- **Work instructions**:
A - Return the part of the court opinion starting with "Ordered that the order" and going on through "to the defendants-respondents.", word for word.
B - Carry the appeals court opinion forward from the point where it stops.

- **Given text**:
---

Appellate Division of the Supreme Court of New York, Second Department
Oct 26, 2010
77 A.D.3d 866 (N.Y. App. Div. 2010)

Opinion

Nos. 2009-09844, 2009-09846.

October 26, 2010.

In an action, inter alia, for the specific performance of a contract for the sale of real property, Accredited Home Lenders, Inc., appeals (1), as limited by its brief, from so much of an order of the Supreme Court, Queens County (Schulman, J.), entered July 25, 2008, as denied that branch of its cross motion which was for leave to intervene in the action as of right pursuant to CPLR 1012, and (2) from an order of the same court entered October 1, 2009, which denied its motion, denominated as one for leave to renew and reargue, but which was, in effect, one for leave to reargue.

Herrick Feinstein LLP, New York, N.Y. (Arthur G. Jakoby and Avery S. Mehlman of counsel) for proposed intervenor-appellant.

Albert Ghunney (Diamond and Diamond, LLC, New York, N.Y. [Stuart Diamond of counsel]), for defendants-respondents.

Before: Santucci, J.P., Balkin, Belen and Chambers, JJ.


Ordered that the appeal from the order entered October 1, 2009, is dismissed; and it is further,

Ordered that the order entered July 25, 2008, is affirmed insofar as appealed from; and it is further,

Ordered that one bill of costs is awarded to the defendants-respondents.

Under the facts of this case, the motion of Accredited Home Lenders, Inc. (hereinafter the appellant), for leave to intervene in this action as of right pursuant to CPLR 1012 based on the doctrine of equitable subrogation, made after a default judgment was entered against the defendants, was untimely ( see T V Constr. Corp. v Pratti, 72 AD3d 1065; Voceo v Herrera, 247 AD2d 608).

Further, the appellant's motion, denominated as one for leave to renew and reargue, was not based upon new facts ( see CPLR 2221 [e] [2], [3]). Therefore, the motion was, in effect, a motion for leave to reargue ( see CPLR 2221 [d]), the denial of which is not appealable ( see Matter of Johnson v New York City Dept. of Educ., 73 AD3d 927).

---

- **Supplied records**:
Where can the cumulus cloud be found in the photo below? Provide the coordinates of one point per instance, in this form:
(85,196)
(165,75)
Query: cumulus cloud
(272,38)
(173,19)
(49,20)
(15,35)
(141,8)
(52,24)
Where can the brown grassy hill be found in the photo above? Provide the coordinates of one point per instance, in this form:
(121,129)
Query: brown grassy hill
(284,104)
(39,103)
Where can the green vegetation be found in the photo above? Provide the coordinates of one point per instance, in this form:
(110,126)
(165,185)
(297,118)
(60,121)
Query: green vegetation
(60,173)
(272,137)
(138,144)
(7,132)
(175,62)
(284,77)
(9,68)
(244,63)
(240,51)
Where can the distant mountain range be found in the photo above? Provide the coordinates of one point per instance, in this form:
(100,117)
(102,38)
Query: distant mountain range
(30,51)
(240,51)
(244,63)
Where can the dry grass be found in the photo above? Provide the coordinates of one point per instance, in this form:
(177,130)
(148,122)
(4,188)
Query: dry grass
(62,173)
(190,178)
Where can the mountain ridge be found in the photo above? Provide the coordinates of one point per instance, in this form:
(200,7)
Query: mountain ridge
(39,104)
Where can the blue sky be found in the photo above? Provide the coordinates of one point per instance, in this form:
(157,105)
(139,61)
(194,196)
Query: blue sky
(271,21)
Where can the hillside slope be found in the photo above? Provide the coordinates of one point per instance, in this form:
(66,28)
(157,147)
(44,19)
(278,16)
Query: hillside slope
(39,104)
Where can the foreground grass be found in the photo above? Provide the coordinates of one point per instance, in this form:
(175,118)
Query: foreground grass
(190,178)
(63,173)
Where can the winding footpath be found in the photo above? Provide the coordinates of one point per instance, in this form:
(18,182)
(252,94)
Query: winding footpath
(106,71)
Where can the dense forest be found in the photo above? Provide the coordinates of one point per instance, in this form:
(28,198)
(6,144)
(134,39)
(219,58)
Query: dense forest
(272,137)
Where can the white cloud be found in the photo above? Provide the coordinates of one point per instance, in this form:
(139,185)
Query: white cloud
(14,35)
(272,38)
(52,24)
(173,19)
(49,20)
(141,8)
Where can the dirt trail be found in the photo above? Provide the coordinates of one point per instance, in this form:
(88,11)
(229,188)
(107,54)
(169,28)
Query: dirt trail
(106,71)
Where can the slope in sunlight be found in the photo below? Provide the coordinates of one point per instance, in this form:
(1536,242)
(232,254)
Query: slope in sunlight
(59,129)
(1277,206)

---

- **Responses to the tasks**:
A -
Ordered that the order entered July 25, 2008, is affirmed insofar as appealed from; and it is further,

Ordered that one bill of costs is awarded to the defendants-respondents.

B -
In light of our determination, we need not reach the appellant's remaining contentions. Santucci, J.P., Balkin, Belen and Chambers, JJ., concur.

Motion by the defendants-respondents on appeals from two orders of the Supreme Court, Queens County, entered July 25, 2008, and October 1, 2009, respectively, to strike stated portions of the proposed intervenor-appellant's reply brief on the ground that they refer to matter dehors the record. By decision and order on motion of this Court dated July 13, 2010, the motion was held in abeyance and referred to the panel of Justices hearing the appeals for determination upon the argument or submission thereof.

Upon the papers filed in support of the motion, the papers filed in opposition thereto, and upon the argument of the appeals, it is

Ordered that the motion is granted to the extent that those portions of the proposed intervenor-appellant's reply brief which refer to events that allegedly took place on January 7, 2010, are deemed stricken and have not been considered in the determination of the appeals ( see Matter of Scuderi [Scuderi], 247 AD2d 393); and the motion is otherwise denied.


Summaries of

Rokeya Begum v. Jenneh M. Kallon

Appellate Division of the Supreme Court of New York, Second Department
Oct 26, 2010
77 A.D.3d 866 (N.Y. App. Div. 2010)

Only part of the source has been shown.